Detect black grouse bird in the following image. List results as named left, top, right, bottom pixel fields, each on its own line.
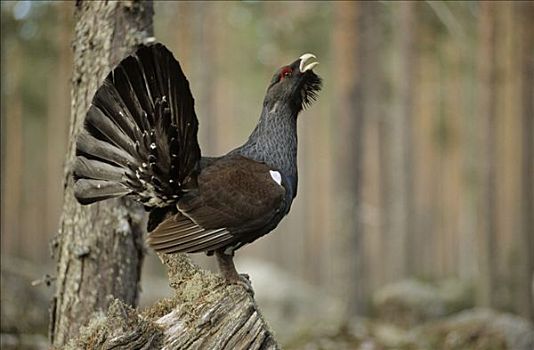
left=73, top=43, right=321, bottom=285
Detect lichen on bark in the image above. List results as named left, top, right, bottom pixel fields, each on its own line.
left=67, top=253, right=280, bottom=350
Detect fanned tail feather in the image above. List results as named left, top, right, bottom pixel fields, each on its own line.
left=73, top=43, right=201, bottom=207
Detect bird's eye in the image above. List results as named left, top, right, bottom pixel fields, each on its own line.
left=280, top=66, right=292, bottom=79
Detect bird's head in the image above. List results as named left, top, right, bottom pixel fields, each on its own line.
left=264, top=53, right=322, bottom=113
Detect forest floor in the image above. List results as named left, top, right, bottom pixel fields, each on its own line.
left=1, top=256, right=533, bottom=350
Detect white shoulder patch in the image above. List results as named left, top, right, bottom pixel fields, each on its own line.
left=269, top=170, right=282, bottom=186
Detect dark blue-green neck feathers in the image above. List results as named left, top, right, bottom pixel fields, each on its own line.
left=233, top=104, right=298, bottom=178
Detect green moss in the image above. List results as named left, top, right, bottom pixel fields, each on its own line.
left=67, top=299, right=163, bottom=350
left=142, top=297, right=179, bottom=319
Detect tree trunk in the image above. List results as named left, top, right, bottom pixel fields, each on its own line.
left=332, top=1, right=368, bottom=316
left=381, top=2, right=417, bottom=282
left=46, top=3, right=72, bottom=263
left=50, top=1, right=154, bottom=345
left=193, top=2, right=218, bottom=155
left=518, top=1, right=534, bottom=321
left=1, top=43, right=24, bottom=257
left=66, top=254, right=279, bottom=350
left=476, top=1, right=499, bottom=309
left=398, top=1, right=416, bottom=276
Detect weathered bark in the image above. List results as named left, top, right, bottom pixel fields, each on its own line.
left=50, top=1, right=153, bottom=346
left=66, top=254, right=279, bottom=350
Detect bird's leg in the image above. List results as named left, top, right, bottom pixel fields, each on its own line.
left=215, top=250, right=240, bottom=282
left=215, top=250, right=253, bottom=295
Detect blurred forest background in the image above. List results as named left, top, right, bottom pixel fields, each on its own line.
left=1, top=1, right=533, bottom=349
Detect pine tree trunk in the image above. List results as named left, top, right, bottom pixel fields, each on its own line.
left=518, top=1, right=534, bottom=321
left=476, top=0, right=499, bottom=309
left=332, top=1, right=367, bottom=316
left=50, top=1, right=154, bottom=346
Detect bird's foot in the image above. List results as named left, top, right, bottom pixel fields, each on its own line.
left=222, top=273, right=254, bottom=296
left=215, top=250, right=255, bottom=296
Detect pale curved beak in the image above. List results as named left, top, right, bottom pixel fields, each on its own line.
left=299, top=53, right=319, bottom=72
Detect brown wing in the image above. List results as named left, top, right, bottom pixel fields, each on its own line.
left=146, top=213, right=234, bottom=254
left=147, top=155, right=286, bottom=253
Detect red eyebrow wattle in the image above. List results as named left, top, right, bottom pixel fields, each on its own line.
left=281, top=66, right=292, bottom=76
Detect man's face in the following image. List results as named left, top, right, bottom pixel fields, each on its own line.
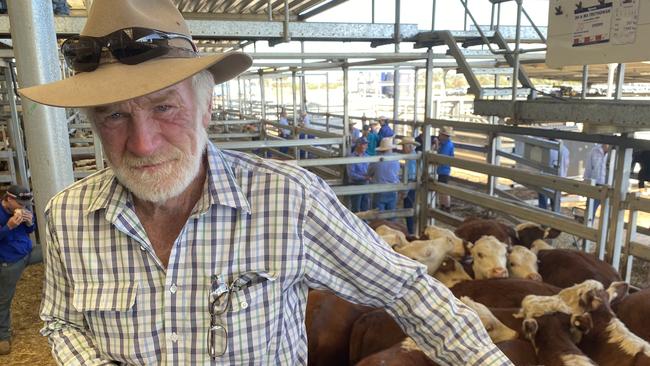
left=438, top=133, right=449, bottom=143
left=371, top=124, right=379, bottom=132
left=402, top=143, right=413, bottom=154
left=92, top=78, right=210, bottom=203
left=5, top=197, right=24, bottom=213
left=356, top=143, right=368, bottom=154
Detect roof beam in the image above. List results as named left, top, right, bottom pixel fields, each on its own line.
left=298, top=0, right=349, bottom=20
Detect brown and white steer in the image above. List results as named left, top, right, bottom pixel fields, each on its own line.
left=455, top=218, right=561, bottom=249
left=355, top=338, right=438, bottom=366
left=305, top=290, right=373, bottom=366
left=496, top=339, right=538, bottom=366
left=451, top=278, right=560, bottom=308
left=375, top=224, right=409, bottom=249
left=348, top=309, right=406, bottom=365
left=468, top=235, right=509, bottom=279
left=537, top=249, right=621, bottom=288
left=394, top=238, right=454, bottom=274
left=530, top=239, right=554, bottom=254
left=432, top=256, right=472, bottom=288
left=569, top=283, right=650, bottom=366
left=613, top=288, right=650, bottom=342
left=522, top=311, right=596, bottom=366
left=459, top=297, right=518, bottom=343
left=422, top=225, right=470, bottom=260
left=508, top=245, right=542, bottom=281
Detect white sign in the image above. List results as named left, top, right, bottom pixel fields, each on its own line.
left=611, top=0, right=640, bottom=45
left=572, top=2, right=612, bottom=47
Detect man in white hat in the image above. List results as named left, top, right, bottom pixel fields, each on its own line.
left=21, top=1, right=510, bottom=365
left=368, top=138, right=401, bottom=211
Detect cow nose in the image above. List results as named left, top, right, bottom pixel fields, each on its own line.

*EXERCISE DESCRIPTION*. Pictures in the records should not appear in your copy, but everything else must be transcribed exactly.

*RESPONSE*.
Detect black grouse bird in the following image. List results as named left, top, right, bottom pixel fields, each on its own line.
left=73, top=43, right=321, bottom=285
Detect lichen on bark in the image above. List results as named left, top, right, bottom pixel fields, each on its own line.
left=67, top=253, right=280, bottom=350
Detect fanned tail feather in the image above. List results as named left, top, right, bottom pixel fields, each on its own line.
left=73, top=43, right=201, bottom=207
Detect bird's eye in the image above. List results as named left, top, right, bottom pixel fields, each on its own line.
left=280, top=66, right=292, bottom=79
Detect bird's head in the image above. List results as named left, top, right, bottom pixel fields, each on its own line.
left=264, top=53, right=322, bottom=113
Detect forest floor in the image above. List results as named left, top, right, bottom pixel fields, each on its own line.
left=1, top=256, right=533, bottom=350
Detect white shoulder patch in the image above. List results as named left, top, right, bottom pixel fields, each on its own line.
left=269, top=170, right=282, bottom=186
Detect dark blue-green neck feathers in the image above. List results as named left, top, right, bottom pixel fields, each on its own line.
left=233, top=104, right=298, bottom=178
Detect green moss in the image above. List results as named left, top, right, bottom pixel fields, each on its own line.
left=67, top=299, right=163, bottom=350
left=142, top=297, right=179, bottom=319
Detect tree trunk in the image above. List results as named left, top, right, bottom pixel fields, each on its own line.
left=332, top=1, right=368, bottom=316
left=381, top=2, right=417, bottom=282
left=46, top=3, right=72, bottom=263
left=50, top=1, right=154, bottom=345
left=193, top=2, right=218, bottom=155
left=518, top=1, right=534, bottom=321
left=1, top=43, right=24, bottom=257
left=66, top=254, right=279, bottom=350
left=476, top=1, right=499, bottom=309
left=398, top=1, right=416, bottom=276
Detect weathered bark in the image above. List results as named left, top, right, bottom pixel fields, each on its own line.
left=50, top=1, right=153, bottom=346
left=66, top=254, right=279, bottom=350
Detect bird's leg in the image above. List results as named left, top, right, bottom pixel fields, each on its own line.
left=215, top=250, right=240, bottom=282
left=215, top=250, right=253, bottom=295
Detect blurred forest background in the image above. List results as named left, top, right, bottom pixel fields, each on its own line.
left=1, top=1, right=533, bottom=349
Detect pine tree trunk in the image above. List results as named left, top, right, bottom pixel fields, each on its own line.
left=518, top=1, right=534, bottom=321
left=476, top=0, right=499, bottom=309
left=332, top=1, right=367, bottom=316
left=50, top=1, right=154, bottom=346
Detect bird's foot in the image above. List results as named left, top, right, bottom pixel fields, each on its own line.
left=222, top=273, right=254, bottom=296
left=215, top=250, right=255, bottom=296
Detect pale curved beak in the image above. List results as named left, top, right, bottom pixel fields, each on its own line.
left=299, top=53, right=319, bottom=72
Detect brown wing in the image above. List results as named left, top, right, bottom pixel fields, each on its own line.
left=146, top=213, right=234, bottom=254
left=147, top=155, right=286, bottom=253
Detect red eyebrow wattle in the image above. List results as named left, top, right, bottom pixel fields, each on its own line.
left=281, top=66, right=292, bottom=76
Detect man's face in the following image. List results as named left, top, right, bottom pixel fields, each on its own line.
left=438, top=133, right=449, bottom=143
left=371, top=124, right=379, bottom=132
left=402, top=143, right=413, bottom=154
left=92, top=78, right=210, bottom=203
left=5, top=197, right=24, bottom=213
left=356, top=143, right=368, bottom=154
Detect roof beam in the image above. List results as named left, top, right, bottom pixel fields, each on its own line.
left=298, top=0, right=349, bottom=20
Detect brown and white steer in the image above. List results as named left, top, right, bottom pixel fields, each on its own line.
left=455, top=218, right=561, bottom=249
left=355, top=338, right=438, bottom=366
left=305, top=290, right=373, bottom=366
left=496, top=339, right=538, bottom=366
left=451, top=278, right=560, bottom=308
left=375, top=224, right=409, bottom=249
left=348, top=309, right=406, bottom=365
left=468, top=235, right=509, bottom=279
left=537, top=249, right=621, bottom=288
left=394, top=238, right=454, bottom=274
left=530, top=239, right=554, bottom=254
left=432, top=256, right=472, bottom=288
left=569, top=283, right=650, bottom=366
left=613, top=288, right=650, bottom=342
left=522, top=311, right=596, bottom=366
left=459, top=297, right=518, bottom=343
left=422, top=225, right=470, bottom=260
left=508, top=245, right=542, bottom=281
Detect white sign in the image above. List results as named left, top, right, bottom pixel fields, each on its own line.
left=611, top=0, right=640, bottom=45
left=572, top=2, right=612, bottom=47
Detect man in white hat in the image above. List results as named left, top, right, bottom pixel fields, each on its own line.
left=21, top=1, right=510, bottom=365
left=368, top=138, right=401, bottom=211
Detect cow nose in the image above. List results as named left, top, right, bottom pixel fields, each on its own line.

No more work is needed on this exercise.